Jeunes traducteurs
Depuis plusieurs années, le Bureau du livre de
Bucarest, chargé de la diffusion du livre français en Roumanie et de sa traduction,
organise des rencontres de jeunes traducteurs. Récemment, le projet a pris de l'ampleur.
Il propose à des étudiants de se retrouver plusieurs fois au cours de l'année afin
d'aborder la traduction de textes contemporains, parmi lesquels ceux de Pierre Michon, Alain
Spiess , Sylvie Germain et Michel
Houellebecq, ainsi que des textes déjà consacrés par la
critique ou la tradition ( Céline, Madame de Sévigné, Beckett). En parallèle, des spécialistes viennent
présenter la façon dont ils conçoivent leur travail de traducteurs pour le cinéma, la
télévision, le théâtre, ;a philosophie, etc.
Les dernières rencontres ont eu lieu à Cluj les
4, 5 et 6 mars. Au programme : la traduction de la poésie roumaine en français (Noapte
de deciembrie de Ion MURESAN
et Din Splendoare de Dan LAURENTIU), de la poésie française en roumain (Une Charogne de QUI-NOUS-SAVONS), et, cas intéressant, de la
poésie écrite en français par un Roumain - en l'occurrence Dumitru TEPENEAG), auteur P.O.L., et un des plus
grand représentant actuel de l'intelligentia littéraire roumano-française. Retrouvez ces textes un peu plus bas.
A l'issue de ces rencontres, les participants ont
décidé de se constituer en une association autonome de jeunes traducteurs et se
rencontreront les 15 et 16 avril afin de mettre leur projet sur rails. Plus d'information
sur ce point dans les jours à venir.

(Enregistrements)

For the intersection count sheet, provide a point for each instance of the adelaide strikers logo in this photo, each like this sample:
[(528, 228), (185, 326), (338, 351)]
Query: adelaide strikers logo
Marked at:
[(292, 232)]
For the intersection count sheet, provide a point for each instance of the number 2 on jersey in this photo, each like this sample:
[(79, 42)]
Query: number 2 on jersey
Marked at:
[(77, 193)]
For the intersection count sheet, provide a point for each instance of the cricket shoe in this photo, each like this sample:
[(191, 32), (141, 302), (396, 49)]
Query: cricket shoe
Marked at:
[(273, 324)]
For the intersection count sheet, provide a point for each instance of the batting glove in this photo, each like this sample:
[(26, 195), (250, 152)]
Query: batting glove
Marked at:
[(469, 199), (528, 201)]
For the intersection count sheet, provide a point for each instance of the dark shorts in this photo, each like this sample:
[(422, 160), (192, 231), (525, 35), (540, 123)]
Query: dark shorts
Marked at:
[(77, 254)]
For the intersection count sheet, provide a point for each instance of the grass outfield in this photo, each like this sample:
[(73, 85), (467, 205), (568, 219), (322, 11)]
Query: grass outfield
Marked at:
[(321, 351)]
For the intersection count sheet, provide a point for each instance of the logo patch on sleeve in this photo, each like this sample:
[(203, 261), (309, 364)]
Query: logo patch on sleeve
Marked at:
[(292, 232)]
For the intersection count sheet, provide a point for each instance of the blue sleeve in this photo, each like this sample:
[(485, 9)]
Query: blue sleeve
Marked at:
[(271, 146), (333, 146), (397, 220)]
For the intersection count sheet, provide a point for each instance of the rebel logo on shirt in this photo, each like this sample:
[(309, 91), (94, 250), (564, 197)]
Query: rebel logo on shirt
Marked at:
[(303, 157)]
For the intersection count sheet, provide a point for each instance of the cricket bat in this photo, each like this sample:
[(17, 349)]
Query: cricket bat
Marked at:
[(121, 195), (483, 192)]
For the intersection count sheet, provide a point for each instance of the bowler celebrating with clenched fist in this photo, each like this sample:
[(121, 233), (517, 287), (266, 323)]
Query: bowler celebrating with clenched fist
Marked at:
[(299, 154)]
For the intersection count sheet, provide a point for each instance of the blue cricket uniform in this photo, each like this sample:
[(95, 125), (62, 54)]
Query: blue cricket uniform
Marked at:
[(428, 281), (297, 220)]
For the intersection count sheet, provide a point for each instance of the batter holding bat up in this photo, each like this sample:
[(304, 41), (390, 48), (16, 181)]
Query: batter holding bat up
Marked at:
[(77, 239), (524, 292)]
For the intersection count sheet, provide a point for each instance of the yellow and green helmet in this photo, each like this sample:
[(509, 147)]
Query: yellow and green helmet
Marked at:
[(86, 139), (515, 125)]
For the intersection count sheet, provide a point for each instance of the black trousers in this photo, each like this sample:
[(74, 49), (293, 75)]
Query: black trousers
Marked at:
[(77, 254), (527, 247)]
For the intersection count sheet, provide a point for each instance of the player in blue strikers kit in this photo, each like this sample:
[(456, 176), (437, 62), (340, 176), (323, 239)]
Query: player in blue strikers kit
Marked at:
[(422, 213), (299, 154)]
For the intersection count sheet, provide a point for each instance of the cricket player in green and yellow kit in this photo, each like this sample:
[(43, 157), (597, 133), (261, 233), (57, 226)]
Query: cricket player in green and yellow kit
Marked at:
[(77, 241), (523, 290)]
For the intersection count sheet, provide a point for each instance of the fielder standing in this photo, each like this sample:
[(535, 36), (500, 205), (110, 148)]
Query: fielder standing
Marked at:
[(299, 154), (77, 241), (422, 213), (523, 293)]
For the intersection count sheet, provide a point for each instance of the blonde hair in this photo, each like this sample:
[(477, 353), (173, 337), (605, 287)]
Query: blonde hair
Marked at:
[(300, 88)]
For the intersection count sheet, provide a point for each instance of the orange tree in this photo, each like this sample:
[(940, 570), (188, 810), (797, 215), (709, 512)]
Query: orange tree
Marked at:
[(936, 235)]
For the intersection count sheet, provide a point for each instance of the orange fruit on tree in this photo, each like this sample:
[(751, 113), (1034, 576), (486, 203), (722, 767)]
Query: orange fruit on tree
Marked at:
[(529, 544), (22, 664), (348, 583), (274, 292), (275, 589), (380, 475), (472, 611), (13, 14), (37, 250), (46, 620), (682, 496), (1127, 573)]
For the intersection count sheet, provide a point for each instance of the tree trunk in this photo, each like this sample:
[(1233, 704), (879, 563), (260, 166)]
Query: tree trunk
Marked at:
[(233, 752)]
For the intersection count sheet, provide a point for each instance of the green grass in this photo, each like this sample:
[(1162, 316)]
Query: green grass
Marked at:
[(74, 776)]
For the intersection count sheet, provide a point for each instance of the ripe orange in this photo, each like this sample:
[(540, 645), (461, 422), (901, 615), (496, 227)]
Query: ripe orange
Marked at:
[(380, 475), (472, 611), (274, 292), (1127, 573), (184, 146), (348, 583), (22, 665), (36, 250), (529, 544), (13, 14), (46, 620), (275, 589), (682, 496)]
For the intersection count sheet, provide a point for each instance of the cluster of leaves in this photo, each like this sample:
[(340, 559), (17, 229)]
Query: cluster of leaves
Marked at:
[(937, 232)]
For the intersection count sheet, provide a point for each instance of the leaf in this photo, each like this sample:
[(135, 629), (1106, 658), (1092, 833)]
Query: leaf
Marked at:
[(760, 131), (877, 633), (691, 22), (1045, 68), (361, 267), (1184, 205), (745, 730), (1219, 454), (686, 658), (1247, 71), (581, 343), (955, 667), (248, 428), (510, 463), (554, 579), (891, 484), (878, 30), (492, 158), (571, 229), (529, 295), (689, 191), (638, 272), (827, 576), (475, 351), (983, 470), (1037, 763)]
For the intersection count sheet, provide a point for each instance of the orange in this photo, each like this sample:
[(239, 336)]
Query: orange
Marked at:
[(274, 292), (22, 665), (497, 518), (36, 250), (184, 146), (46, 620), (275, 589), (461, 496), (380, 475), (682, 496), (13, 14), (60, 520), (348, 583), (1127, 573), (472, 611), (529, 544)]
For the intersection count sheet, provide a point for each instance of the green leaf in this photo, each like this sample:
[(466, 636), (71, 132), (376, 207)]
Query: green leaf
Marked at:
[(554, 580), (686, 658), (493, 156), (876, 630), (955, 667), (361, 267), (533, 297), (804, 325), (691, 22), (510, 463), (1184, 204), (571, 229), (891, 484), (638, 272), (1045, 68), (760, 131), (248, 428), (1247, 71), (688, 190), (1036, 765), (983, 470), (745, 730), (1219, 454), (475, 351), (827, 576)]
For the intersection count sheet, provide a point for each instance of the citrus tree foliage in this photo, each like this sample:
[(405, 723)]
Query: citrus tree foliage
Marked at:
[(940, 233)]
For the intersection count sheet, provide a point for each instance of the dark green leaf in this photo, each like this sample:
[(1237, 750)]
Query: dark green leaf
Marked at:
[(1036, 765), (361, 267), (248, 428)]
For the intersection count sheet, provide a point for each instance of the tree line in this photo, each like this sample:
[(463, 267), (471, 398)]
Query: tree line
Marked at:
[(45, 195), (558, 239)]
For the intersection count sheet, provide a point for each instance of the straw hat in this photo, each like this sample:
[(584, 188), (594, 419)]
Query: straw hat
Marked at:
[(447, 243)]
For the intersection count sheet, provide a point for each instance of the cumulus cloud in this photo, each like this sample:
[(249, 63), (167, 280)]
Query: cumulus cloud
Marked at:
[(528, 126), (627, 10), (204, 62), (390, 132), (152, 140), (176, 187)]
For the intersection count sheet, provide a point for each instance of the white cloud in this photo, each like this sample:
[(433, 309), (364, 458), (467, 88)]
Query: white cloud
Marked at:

→ Consigne 1
Reproduisez fidèlement le passage du texte sur les jeunes traducteurs, en commençant à « Les dernières rencontres » et en terminant à « jours à venir. ».
→ Consigne 2
Répondez aux questions suivantes à partir du texte sur les jeunes traducteurs :
(a) De quoi le Bureau du livre de Bucarest est-il chargé ?
(b) Dans quelle ville les dernières rencontres ont-elles eu lieu ?
(c) À quelles dates les participants se réuniront-ils pour mettre leur projet sur rails ?

→ Réponse rédigée 1
Les dernières rencontres ont eu lieu à Cluj les
4, 5 et 6 mars. Au programme : la traduction de la poésie roumaine en français (Noapte
de deciembrie de Ion MURESAN
et Din Splendoare de Dan LAURENTIU), de la poésie française en roumain (Une Charogne de QUI-NOUS-SAVONS), et, cas intéressant, de la
poésie écrite en français par un Roumain - en l'occurrence Dumitru TEPENEAG), auteur P.O.L., et un des plus
grand représentant actuel de l'intelligentia littéraire roumano-française. Retrouvez ces textes un peu plus bas.
A l'issue de ces rencontres, les participants ont
décidé de se constituer en une association autonome de jeunes traducteurs et se
rencontreront les 15 et 16 avril afin de mettre leur projet sur rails. Plus d'information
sur ce point dans les jours à venir.

→ Réponse rédigée 2
(a) De la diffusion du livre français en Roumanie et de sa traduction.
(b) À Cluj.
(c) Les 15 et 16 avril.